== EXERCICE ==
Poursuivez l'extrait ci-dessous, consacré à l'incapacité à assumer les obligations essentielles du mariage, à partir de sa dernière phrase.

== EXTRAIT SOURCE ==
------------------------------------------------------------------------
En outre il faut bien distinguer d’une part la capacité « minimale », qui est requise pour contracter validement le mariage et qui peut coexister avec quelques défauts du caractère et quelques manières de se conduire qui se trouvent presque inévitablement chez ceux qui vivent dans le monde présent, et d’autre part la capacité « pleine », qui est peut-être demandée pour une communauté conjugale tout à fait heureuse, mais qui n’est pas exigée pour la validité du consentement matrimonial.

 

Comme il est juste, il n’y a aucun doute que cette incapacité doit exister, au moins de façon latente, au moment où le mariage est célébré, puisque le mariage in facto esse naît, ou ne naît pas, quand le consentement matrimonial est échangé entre les contractants.

 

  1. L’INCAPACITÉ DU C. 1095, 3° REGARDE LES OBLIGATIONS ESSENTIELLES DU
    MARIAGE

 

  1. En outre l’incapacité doit concerner les obligations essentielles du mariage. Cela signifie : « On doit faire une distinction entre les obligations qui sont assurément essentielles, et les autres qui constituent seulement un complément ou un élément accidentel dans l’alliance conjugale, c’est-à-dire qui n’appartiennent pas à l’être du mariage, mais plutôt à son bien-être »[11].
------------------------------------------------------------------------
== Données sources ==
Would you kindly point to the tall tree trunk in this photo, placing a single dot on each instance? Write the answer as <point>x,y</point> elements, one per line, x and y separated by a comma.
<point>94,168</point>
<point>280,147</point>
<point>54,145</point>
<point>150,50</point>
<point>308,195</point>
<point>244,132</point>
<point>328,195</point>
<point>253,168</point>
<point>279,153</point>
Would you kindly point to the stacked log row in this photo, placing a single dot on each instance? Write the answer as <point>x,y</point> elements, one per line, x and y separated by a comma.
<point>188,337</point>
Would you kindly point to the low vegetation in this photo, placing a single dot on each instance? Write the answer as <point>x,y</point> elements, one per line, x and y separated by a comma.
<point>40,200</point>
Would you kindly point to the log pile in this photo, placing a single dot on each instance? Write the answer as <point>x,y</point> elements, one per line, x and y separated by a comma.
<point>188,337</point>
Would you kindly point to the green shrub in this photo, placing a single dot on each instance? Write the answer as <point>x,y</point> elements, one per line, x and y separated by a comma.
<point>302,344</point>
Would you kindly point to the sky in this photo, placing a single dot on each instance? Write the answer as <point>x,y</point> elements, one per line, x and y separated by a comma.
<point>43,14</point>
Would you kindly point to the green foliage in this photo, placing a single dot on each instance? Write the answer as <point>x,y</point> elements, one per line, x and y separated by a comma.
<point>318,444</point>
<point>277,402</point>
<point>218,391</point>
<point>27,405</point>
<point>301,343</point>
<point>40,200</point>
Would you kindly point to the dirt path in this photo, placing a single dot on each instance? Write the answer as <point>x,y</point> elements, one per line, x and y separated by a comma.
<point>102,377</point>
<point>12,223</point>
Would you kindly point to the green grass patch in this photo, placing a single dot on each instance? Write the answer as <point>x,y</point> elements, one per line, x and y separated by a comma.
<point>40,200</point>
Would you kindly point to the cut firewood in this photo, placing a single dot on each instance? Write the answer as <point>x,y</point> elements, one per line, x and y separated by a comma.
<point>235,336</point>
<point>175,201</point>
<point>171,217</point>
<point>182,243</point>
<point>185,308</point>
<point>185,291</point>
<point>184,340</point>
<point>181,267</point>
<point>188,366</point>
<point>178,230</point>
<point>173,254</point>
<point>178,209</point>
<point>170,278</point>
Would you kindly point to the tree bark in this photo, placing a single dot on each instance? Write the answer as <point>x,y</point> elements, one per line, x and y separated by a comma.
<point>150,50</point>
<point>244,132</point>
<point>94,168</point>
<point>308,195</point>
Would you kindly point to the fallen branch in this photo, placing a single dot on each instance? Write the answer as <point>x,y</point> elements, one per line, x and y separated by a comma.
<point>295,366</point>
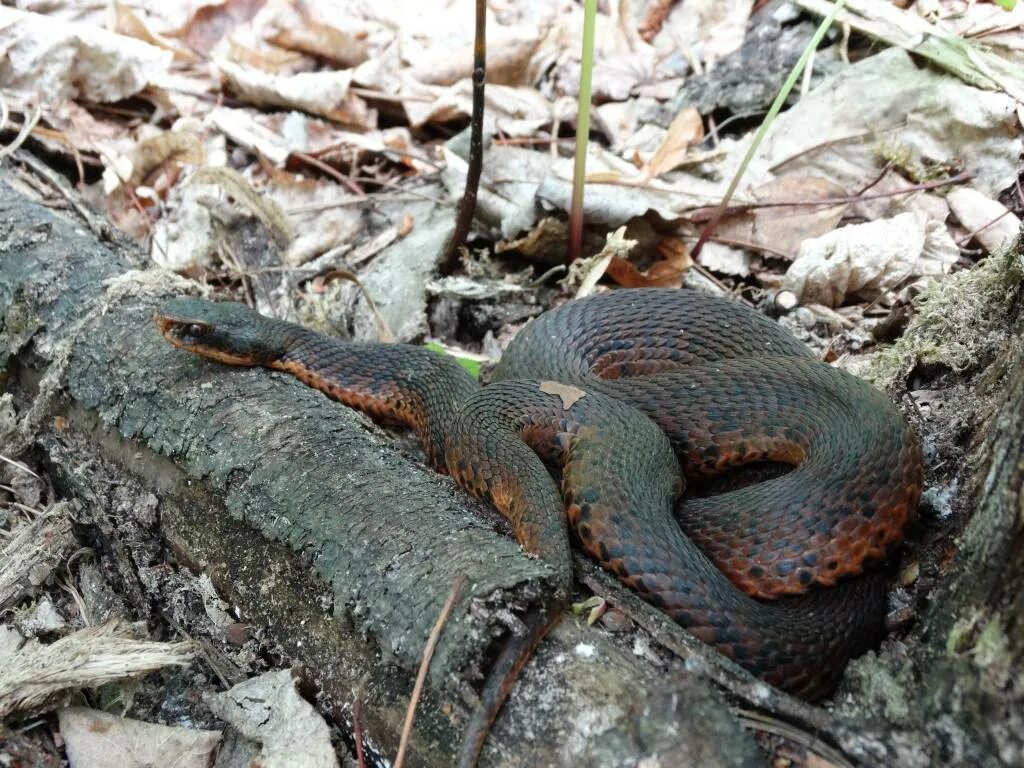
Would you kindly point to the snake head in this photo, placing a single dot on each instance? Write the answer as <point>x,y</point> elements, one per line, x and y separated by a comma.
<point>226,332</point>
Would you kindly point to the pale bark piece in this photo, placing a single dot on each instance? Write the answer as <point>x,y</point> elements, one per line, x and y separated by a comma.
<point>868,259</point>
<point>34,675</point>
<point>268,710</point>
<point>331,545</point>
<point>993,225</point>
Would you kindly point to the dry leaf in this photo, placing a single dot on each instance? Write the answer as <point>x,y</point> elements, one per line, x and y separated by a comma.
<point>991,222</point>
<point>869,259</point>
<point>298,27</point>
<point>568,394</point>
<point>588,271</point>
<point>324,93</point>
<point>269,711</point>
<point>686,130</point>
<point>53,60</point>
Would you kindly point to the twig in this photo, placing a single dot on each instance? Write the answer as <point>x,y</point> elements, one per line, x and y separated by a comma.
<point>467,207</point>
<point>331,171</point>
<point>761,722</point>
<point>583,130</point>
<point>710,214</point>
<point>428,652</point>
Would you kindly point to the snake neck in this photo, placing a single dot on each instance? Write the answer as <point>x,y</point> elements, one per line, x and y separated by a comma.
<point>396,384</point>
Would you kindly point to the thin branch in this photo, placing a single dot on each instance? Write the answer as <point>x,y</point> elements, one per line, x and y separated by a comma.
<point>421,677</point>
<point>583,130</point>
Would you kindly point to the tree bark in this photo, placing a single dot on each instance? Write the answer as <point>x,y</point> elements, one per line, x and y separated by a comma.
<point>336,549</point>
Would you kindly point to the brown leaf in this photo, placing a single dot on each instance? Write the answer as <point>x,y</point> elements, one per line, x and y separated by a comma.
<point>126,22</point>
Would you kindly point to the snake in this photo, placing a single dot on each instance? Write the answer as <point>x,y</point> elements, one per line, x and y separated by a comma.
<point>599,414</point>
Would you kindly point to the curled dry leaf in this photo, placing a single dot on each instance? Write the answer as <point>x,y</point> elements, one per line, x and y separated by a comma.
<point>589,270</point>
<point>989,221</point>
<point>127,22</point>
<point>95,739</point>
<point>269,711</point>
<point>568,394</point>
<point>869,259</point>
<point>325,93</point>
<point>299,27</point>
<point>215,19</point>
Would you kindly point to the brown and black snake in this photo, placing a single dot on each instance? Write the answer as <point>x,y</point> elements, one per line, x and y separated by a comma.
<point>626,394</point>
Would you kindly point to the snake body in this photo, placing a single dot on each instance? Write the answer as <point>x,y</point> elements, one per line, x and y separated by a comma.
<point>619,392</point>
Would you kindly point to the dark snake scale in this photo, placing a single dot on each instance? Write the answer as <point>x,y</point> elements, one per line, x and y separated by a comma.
------------------------------------------------------------------------
== RÉPONSE ATTENDUE ==
  1. Les obligations institutionnelles ou intersubjectives

 

En conséquence, il s’agit d’obligations seulement institutionnelles ou intersubjectives, qui, en tant qu’obligations de justice, ont un caractère juridique et sont inhérentes aux biens et fins essentiels du mariage, c’est-à-dire aux ordonnancements du mariage[12]. Prises isolément, « ce sont les obligations qui dérivent des trois biens augustiniens – fidélité, procréation, indissolubilité – qui ont toujours été tenus pour caractériser le mariage, puisque le mariage ne peut venir à l’existence sans l’acceptation par le contractant de ce qui est nécessairement impliqué dans ces biens ou sans l’habilité à les vivre »[13]. De même des obligations essentielles du mariage ont leur source dans le bien des conjoints, qui, selon certains canonistes, implique la capacité psychique intrapersonnelle d’instaurer avec le partenaire une relation interpersonnelle au moins tolérable, et « comprend la réception et l’accomplissement de toutes les obligations qui réalisent concrètement l’intime conjonction et intégration des personnes dans l’aide à s’apporter mutuellement dans l’ordre spirituel, matériel et social pour que s’instaure et se déroule pacifiquement et de mieux en mieux une véritable vie conjugale[14] ».[15]

 

  1. L’obligation de tendre à une mutuelle perfection est-elle une obligation
    essentielle ?

 

Un certain nombre d’auteurs toutefois n’acceptent pas de compter, parmi les obligations essentielles qui découlent du bien des conjoints, l’obligation de tendre à une mutuelle perfection spirituelle et affective, c’est-à-dire à l’intégration interpersonnelle des volontés et des affections, parce qu’assurément celle-ci ne présente pas un caractère juridique ou de justice, du fait que « les actes internes et les états de la volonté et de l’affectivité – qui sont également internes – ne sont pas capables d’établir un droit ni un devoir juridique »[16]. De toute façon il faut admettre parmi ces obligations la capacité d’instaurer une relation interpersonnelle au moins tolérable avec son conjoint pour satisfaire l’état de vie conjugale.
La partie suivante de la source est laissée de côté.